WHAT YOU WILL DO » If a line in the data holds the string "yellow", list it.

AVAILABLE DATA »
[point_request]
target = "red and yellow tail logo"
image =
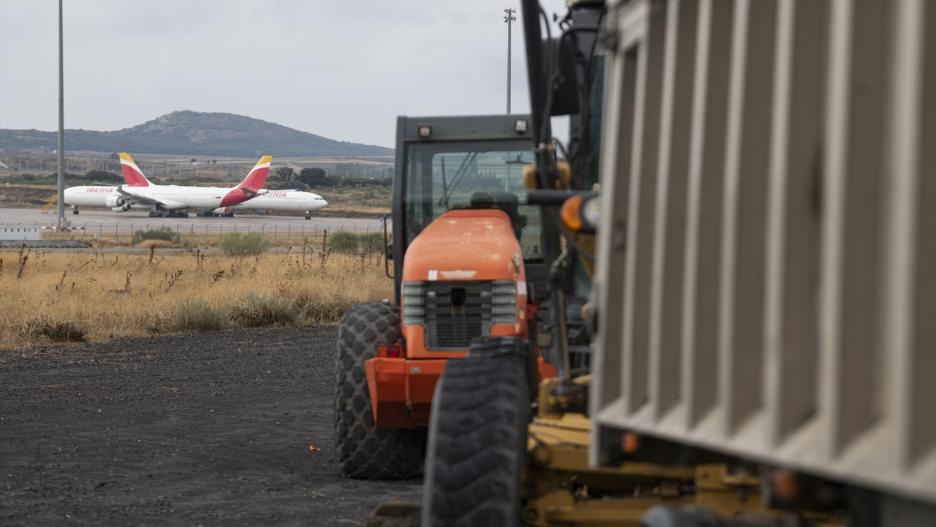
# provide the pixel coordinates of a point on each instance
(132, 174)
(256, 178)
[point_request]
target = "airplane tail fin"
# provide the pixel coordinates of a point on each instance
(132, 174)
(256, 179)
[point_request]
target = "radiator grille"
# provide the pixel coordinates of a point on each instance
(454, 313)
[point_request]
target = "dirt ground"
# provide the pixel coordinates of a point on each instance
(203, 429)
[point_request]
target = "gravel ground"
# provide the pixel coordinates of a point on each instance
(202, 429)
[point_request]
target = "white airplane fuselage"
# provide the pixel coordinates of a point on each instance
(171, 196)
(202, 198)
(284, 200)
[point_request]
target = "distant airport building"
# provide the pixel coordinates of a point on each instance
(20, 232)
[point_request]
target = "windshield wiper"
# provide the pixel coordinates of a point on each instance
(444, 200)
(459, 175)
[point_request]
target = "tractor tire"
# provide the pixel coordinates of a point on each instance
(364, 450)
(477, 443)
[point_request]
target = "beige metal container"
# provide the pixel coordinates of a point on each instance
(767, 264)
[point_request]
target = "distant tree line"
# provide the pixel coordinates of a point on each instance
(91, 177)
(315, 178)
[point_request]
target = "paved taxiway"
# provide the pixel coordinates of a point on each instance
(107, 222)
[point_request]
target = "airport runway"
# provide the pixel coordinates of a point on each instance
(123, 223)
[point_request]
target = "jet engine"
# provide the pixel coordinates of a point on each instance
(117, 204)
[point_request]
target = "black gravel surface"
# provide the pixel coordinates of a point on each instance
(214, 428)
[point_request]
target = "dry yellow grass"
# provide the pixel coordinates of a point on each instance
(99, 296)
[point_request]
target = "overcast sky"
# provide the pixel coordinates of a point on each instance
(343, 70)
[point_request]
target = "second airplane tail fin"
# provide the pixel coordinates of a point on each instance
(132, 174)
(256, 179)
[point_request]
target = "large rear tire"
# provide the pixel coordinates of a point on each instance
(365, 451)
(477, 442)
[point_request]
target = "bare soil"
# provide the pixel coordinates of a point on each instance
(201, 429)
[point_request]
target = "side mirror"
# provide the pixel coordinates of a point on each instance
(388, 245)
(565, 96)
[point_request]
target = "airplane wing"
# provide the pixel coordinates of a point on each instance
(146, 200)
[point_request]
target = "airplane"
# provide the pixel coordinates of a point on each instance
(279, 200)
(166, 200)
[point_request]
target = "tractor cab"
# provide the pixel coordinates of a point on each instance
(460, 163)
(468, 263)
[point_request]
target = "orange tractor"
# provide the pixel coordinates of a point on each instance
(467, 264)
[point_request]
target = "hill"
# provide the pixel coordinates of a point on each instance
(194, 133)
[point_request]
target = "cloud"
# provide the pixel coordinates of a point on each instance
(344, 70)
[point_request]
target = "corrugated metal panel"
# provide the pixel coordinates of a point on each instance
(767, 257)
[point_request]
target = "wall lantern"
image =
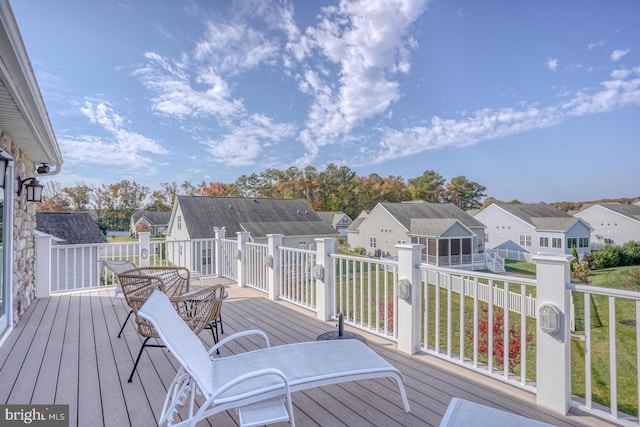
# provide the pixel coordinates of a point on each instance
(549, 318)
(4, 163)
(34, 189)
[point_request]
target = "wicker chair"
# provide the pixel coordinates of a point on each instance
(196, 308)
(174, 279)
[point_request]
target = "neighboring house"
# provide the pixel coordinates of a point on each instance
(533, 228)
(196, 217)
(70, 229)
(450, 235)
(154, 222)
(28, 149)
(339, 221)
(613, 223)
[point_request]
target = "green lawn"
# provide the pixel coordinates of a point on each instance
(626, 365)
(625, 334)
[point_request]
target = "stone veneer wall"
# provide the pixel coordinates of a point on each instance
(24, 225)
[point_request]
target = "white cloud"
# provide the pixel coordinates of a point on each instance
(122, 148)
(247, 140)
(618, 54)
(621, 91)
(595, 44)
(176, 96)
(367, 43)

EXERCISE RESPONSE »
target = "red and yellow tail logo"
target = "dry yellow grass"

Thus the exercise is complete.